An Ocean Isle Beach woman has pleaded guilty in connection with a June 2014 stabbing that required the female victim to be airlifted to the hospital.
Elizabeth Michelle Grig, 26, of Erin Place, pleaded guilty Wednesday morning in Brunswick County Superior Court to assault with a deadly weapon with intent to kill or inflicting serious injury. As part of her plea agreement, all other charges in the case, including an attempted first-degree murder charge, were dismissed by the state.
According to Assistant District Attorney Daniel Thurston, the incident happened on June 8, 2014, at the defendant’s grandmother’s Erin Place home in Ocean Isle Beach where she and the victim were living at the time,
Grig and another woman, who was 37 years old at the time of the incident, got into an altercation at the home. Grig stabbed the woman in the neck, then forced her underneath the house.
“It appears the confrontation was the result of a semi-roommate relationship,” Thursdon said. “The victim in this case…had been dating the defendant’s father. The defendant’s father had gone to jail and it appears that the defendant blamed the victim for her father’s [incarceration] – and no longer wanted her to be in the residence and required that [the victim] move out of her grandma’s house.”
The confrontation started when Grig threw all of the victim’s belongings out of the house. When law enforcement arrived at the home, Grig told deputies the victim was underneath the house. The victim was found unresponsive under the house. She was airlifted to New Hanover Regional Medical Center to be treated for a stab wound to her neck.
“The blade of the knife had broken off in the side of her neck,” Thurston said.
The victim remained in the hospital for five days. The North Carolina Victims Compensation Fund accrued $30,000 in medical expenses for the victim in the case, half of which was for the air transport to the hospital, Thurston said. The victim in the case was not present for Wednesday’s plea.
“The defendant showed a certain amount of remorse for her actions,” Thurston said.
Attorney Mike Ramos, who represented Grig in the case, said Grig has substantial psychological issues and has been hospitalized “numerous times,” adding that she was suffering from “severe psychosis” at the time of the incident.
Superior Court Judge Richard Brown sentenced Grig 67 to 93 months in the N.C. Department of Corrections with credit for 667 days served in the Brunswick County Jail. He also ordered Grig to pay $30,000 in restitution. She will receive a psychological evaluation and medical treatment while in prison.

### Records provided
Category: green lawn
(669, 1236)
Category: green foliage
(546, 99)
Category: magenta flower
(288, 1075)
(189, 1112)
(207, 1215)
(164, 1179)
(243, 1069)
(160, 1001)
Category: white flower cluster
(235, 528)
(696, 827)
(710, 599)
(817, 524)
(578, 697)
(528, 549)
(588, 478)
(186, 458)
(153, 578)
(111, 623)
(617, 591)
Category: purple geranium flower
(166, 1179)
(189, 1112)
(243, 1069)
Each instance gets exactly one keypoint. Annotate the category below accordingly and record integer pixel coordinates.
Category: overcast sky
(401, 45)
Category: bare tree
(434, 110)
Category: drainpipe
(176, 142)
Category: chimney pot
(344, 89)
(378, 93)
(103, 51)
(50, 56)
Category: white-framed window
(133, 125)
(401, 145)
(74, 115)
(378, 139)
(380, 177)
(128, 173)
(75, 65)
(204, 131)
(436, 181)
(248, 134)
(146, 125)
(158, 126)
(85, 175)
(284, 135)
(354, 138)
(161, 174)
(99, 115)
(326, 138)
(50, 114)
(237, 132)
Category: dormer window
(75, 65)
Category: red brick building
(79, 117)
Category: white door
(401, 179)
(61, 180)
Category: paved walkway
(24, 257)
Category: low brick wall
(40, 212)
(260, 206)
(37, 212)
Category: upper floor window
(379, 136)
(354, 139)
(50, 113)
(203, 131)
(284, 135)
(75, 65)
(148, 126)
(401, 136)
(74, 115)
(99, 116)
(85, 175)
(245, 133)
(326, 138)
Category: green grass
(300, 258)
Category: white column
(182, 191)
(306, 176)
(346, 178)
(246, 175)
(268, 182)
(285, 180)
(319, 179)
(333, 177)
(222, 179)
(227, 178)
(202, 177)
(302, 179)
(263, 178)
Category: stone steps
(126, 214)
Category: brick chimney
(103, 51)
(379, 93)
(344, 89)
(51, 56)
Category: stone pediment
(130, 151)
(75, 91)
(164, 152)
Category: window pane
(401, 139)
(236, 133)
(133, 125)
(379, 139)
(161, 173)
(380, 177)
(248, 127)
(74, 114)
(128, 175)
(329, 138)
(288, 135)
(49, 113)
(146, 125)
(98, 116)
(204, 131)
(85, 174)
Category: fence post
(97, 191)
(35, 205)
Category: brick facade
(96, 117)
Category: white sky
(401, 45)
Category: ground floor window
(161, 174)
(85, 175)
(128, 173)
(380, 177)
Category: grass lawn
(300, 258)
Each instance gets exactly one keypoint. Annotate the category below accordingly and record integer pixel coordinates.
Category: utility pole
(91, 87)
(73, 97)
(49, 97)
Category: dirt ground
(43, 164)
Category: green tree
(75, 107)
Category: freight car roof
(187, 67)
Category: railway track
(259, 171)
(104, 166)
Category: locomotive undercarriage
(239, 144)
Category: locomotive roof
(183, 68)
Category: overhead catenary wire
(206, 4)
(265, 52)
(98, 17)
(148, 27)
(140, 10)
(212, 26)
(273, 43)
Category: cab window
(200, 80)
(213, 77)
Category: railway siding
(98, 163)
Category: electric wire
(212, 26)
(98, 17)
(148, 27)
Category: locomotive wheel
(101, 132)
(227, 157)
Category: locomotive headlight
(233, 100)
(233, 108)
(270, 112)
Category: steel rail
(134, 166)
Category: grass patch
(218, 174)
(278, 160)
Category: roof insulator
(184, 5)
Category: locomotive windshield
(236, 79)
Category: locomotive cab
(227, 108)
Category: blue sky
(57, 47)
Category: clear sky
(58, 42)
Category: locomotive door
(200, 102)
...
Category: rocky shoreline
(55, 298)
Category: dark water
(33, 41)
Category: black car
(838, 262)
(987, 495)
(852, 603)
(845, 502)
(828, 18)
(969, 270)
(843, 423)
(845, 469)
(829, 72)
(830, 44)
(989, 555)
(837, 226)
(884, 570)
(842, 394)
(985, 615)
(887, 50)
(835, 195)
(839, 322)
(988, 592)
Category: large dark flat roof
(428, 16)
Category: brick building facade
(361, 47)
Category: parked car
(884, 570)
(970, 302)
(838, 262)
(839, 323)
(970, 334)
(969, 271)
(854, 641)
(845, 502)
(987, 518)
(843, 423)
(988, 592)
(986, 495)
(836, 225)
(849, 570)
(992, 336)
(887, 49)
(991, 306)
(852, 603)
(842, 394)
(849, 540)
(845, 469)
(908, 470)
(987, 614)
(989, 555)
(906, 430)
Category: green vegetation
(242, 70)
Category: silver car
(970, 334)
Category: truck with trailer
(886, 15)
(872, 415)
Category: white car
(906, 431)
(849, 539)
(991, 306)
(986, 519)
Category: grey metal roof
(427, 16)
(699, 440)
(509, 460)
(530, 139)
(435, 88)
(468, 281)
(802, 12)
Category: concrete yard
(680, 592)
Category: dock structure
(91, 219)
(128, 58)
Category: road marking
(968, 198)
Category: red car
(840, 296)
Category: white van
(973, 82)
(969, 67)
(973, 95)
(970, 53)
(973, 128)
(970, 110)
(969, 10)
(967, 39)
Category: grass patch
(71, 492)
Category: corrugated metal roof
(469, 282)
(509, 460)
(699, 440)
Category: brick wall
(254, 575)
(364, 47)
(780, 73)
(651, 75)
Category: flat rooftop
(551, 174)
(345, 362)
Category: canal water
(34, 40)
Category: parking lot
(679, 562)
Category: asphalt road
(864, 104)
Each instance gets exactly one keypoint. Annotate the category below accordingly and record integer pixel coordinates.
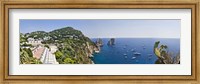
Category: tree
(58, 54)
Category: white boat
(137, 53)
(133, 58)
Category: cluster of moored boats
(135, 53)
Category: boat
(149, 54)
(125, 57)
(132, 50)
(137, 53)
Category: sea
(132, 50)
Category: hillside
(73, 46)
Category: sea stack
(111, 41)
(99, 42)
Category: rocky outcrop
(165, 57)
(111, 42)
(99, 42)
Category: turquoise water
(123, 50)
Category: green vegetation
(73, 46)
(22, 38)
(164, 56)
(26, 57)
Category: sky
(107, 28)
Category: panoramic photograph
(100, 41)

### Using the information
- 1) In the article about the Ocean Isle Beach stabbing, how many days did the victim remain in the hospital?
- 2) From the article about the Ocean Isle Beach stabbing, rewrite the passage starting with "Superior Court Judge" and going on through "while in prison.", substituting "mental health evaluation" for "psychological evaluation".

### Answers to each task
- 1) Five days.

- 2)
Superior Court Judge Richard Brown sentenced Grig 67 to 93 months in the N.C. Department of Corrections with credit for 667 days served in the Brunswick County Jail. He also ordered Grig to pay $30,000 in restitution. She will receive a mental health evaluation and medical treatment while in prison.